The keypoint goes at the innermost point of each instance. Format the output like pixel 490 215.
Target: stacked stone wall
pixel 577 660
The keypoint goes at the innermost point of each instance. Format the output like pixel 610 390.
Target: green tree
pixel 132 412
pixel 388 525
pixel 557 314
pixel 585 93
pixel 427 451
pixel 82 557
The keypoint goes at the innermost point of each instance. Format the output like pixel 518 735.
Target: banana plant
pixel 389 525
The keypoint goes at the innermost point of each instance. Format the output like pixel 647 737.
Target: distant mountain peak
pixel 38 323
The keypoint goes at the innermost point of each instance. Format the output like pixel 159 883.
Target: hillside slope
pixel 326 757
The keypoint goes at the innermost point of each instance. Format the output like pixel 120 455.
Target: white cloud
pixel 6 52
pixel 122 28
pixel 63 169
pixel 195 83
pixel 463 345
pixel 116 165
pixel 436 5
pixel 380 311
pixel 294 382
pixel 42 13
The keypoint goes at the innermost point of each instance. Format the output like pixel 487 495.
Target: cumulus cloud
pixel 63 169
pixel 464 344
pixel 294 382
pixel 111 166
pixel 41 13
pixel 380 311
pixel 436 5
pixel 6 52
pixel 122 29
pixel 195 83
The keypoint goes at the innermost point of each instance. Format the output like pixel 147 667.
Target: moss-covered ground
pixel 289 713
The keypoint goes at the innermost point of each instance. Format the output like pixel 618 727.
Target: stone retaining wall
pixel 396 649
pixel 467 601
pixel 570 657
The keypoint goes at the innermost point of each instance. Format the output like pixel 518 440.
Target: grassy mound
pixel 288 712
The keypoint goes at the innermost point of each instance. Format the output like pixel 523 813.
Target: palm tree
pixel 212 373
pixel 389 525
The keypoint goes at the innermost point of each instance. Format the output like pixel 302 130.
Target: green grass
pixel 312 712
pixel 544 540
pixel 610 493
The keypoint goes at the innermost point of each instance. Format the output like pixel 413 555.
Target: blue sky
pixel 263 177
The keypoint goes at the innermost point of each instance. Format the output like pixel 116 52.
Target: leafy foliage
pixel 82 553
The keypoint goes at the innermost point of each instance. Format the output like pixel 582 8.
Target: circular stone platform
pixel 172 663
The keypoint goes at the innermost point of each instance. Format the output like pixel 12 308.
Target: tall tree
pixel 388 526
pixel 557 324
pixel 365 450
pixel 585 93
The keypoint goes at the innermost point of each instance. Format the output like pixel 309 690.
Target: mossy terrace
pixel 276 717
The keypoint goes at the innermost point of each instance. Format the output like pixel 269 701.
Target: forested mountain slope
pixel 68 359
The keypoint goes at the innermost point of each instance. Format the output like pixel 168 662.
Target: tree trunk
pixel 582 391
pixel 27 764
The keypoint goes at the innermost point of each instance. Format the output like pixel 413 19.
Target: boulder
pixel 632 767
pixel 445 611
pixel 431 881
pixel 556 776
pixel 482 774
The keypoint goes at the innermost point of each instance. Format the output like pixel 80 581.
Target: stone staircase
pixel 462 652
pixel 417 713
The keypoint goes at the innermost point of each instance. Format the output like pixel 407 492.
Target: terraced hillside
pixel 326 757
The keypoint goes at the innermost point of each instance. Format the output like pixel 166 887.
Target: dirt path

____

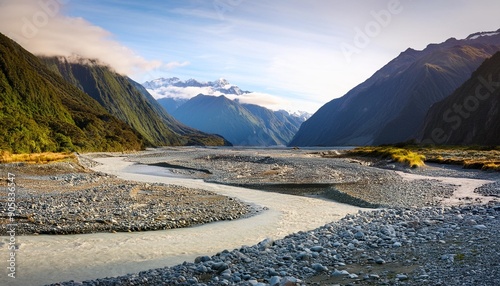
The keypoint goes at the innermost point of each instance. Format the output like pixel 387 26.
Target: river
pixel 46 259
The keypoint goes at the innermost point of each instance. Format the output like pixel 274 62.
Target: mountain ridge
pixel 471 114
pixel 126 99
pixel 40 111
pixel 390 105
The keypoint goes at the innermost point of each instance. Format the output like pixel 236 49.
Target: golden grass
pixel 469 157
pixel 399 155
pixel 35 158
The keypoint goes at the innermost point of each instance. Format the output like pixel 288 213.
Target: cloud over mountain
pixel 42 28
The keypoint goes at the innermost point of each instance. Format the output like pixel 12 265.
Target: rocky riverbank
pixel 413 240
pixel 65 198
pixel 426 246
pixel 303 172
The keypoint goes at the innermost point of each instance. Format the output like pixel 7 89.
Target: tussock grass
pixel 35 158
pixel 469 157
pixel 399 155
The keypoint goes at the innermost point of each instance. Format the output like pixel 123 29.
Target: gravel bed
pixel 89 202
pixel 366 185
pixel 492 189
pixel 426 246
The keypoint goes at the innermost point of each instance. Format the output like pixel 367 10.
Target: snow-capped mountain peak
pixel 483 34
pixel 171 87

____

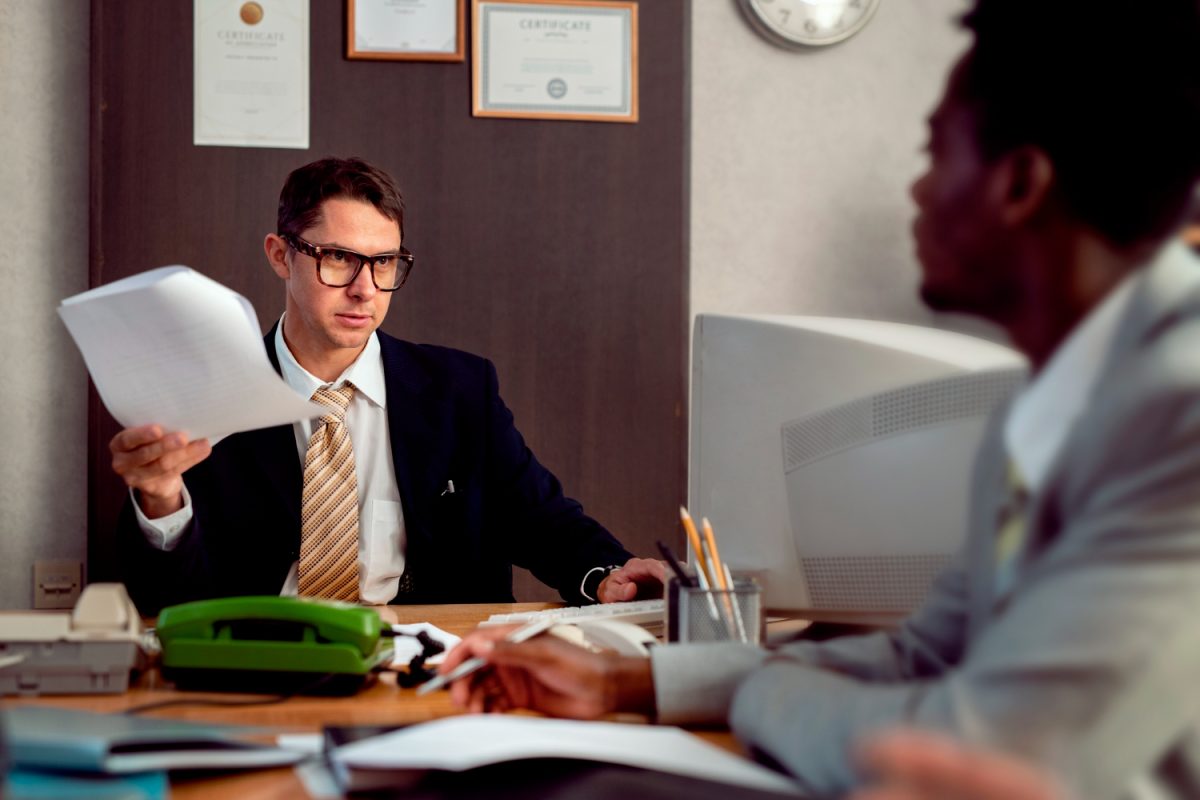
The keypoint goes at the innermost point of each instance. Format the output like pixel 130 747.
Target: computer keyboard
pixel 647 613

____

**Exercise task**
Rewrite the records in the stretch from the line containing "pixel 518 735." through the line containing "pixel 42 13", replacing "innermost" with "central" wherever it appears and leaving everything else unchanged.

**Full output**
The keypoint goes at the central point of each instance. Format the output like pixel 518 735.
Target: banana plant
pixel 389 525
The keypoint goes at the central point of each instance. Format the output like pixel 647 737.
Target: distant mountain peak
pixel 38 323
The keypoint goes at the central point of each instance. Format the output like pixel 159 883.
Target: hillside slope
pixel 326 757
The keypoint goes at the central point of each instance. Format the output like pixel 120 455.
Target: white cloud
pixel 6 52
pixel 122 28
pixel 63 169
pixel 195 83
pixel 463 345
pixel 116 165
pixel 436 5
pixel 380 311
pixel 294 382
pixel 42 13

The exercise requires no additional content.